> **Task prompt**
Could you write out every entry exactly as it stands?

> **Available data**

++++++++++++++++++++

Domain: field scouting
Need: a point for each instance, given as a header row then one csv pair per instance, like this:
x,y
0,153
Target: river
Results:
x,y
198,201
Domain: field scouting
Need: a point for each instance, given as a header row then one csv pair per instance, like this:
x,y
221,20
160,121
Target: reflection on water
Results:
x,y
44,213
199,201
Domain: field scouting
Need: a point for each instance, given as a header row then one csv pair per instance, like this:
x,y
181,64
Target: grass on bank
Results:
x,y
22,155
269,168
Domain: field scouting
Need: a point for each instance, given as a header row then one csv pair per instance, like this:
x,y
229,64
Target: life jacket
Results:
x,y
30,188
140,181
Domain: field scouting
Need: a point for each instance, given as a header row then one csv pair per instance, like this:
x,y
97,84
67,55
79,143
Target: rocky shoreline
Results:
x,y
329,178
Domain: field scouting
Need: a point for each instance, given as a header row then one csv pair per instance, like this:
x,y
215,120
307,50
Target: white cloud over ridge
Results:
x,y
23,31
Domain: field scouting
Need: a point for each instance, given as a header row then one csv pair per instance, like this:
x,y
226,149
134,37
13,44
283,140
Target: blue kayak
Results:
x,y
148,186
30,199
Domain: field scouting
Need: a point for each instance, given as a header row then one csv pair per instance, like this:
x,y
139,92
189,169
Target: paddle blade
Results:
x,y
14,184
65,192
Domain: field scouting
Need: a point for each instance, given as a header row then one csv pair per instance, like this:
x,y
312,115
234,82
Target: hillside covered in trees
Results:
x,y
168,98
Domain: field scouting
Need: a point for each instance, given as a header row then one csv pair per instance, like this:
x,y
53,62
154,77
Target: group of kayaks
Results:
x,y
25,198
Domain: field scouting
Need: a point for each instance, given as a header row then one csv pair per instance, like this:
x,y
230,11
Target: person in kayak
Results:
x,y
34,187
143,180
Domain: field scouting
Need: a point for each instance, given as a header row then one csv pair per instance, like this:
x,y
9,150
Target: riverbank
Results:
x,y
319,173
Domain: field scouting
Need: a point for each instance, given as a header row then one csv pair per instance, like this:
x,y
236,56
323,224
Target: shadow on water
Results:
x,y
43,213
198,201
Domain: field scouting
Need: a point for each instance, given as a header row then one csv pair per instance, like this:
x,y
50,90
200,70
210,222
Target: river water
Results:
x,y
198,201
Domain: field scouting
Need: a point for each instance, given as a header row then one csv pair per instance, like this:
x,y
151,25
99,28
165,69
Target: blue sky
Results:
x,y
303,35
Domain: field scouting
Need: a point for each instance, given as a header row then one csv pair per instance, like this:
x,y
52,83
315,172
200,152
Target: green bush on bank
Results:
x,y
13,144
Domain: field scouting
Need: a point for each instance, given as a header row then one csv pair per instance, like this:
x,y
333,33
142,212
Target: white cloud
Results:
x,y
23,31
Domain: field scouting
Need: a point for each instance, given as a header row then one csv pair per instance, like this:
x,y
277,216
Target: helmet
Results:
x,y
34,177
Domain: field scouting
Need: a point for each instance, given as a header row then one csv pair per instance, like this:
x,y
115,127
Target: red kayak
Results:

++++++++++++++++++++

> **Exercise answer**
Domain: field scouting
Need: a point for each instance, given as a header row then one csv pair per instance, like this:
x,y
0,153
Target: river
Results:
x,y
198,201
Domain: field scouting
Need: a point for each instance, given as a header row then one csv pair per instance, like this:
x,y
221,20
160,121
Target: reflection on water
Results:
x,y
44,213
199,201
Domain: field scouting
Need: a point for each instance, given as a header row then one csv pair per instance, like this:
x,y
181,64
Target: grass on bank
Results:
x,y
22,155
269,168
Domain: field scouting
Need: a point for each instance, given as a header row then one csv pair per instance, like this:
x,y
229,64
Target: life jacket
Results:
x,y
30,188
140,181
Domain: field scouting
Need: a point for each instance, given as a header row then one csv pair per instance, like this:
x,y
97,84
67,55
79,143
Target: rocky shoreline
Results:
x,y
329,178
Domain: field scouting
Need: a point for each instance, given as a header row then one csv pair per instance, like this:
x,y
215,120
307,50
Target: white cloud over ridge
Results:
x,y
23,31
Domain: field scouting
Need: a point for each instance, given as a header row then one csv pair per instance, like this:
x,y
226,149
134,37
13,44
283,140
Target: blue kayak
Results:
x,y
148,186
30,199
Domain: field scouting
Need: a point for each instance, given as a header row then one csv pair per instance, like this:
x,y
139,92
189,169
Target: paddle blade
Results:
x,y
14,184
65,192
Domain: field scouting
Need: a point for each instance, given as a header row then one csv pair per instance, like this:
x,y
312,115
234,82
Target: hillside covered in trees
Results:
x,y
168,98
Domain: field scouting
Need: a point for each instance, given as a header row then one csv pair per instance, like this:
x,y
53,62
154,77
Target: group of kayaks
Results:
x,y
25,198
Domain: field scouting
Need: a point for each instance, given as a header row then one csv pair per instance, like this:
x,y
230,11
Target: person in kayak
Results:
x,y
34,187
143,180
Domain: field scouting
Need: a point for each instance, given as a header row then one csv pair per instance, like this:
x,y
9,150
Target: riverbank
Results:
x,y
319,173
Domain: field scouting
Need: a point for each instance, given as a header row then one csv pair per instance, like this:
x,y
236,56
323,224
Target: shadow on water
Results:
x,y
43,213
198,201
Domain: field scouting
Need: a point for each instance, given as a header row then one csv pair per instance, like this:
x,y
50,90
200,70
210,222
Target: river water
Results:
x,y
198,201
Domain: field scouting
Need: a point for each instance, given as a header row then one csv pair per instance, like this:
x,y
151,25
99,28
165,69
Target: blue sky
Results:
x,y
303,35
Domain: field scouting
Need: a point for each instance, given as a header row then one csv pair per instance, like this:
x,y
52,83
315,172
200,152
Target: green bush on bank
Results:
x,y
13,144
Domain: field scouting
Need: a point for each instance, given as a header row then one csv pair per instance, like this:
x,y
333,33
142,212
Target: white cloud
Results:
x,y
23,31
Domain: field scouting
Need: a point for each instance, given as a header row then one csv pair per instance, like this:
x,y
277,216
Target: helmet
Results:
x,y
34,177
Domain: field scouting
Need: a point for each instance, given as a header row then one csv pair per instance, like this:
x,y
115,127
Target: red kayak
Results:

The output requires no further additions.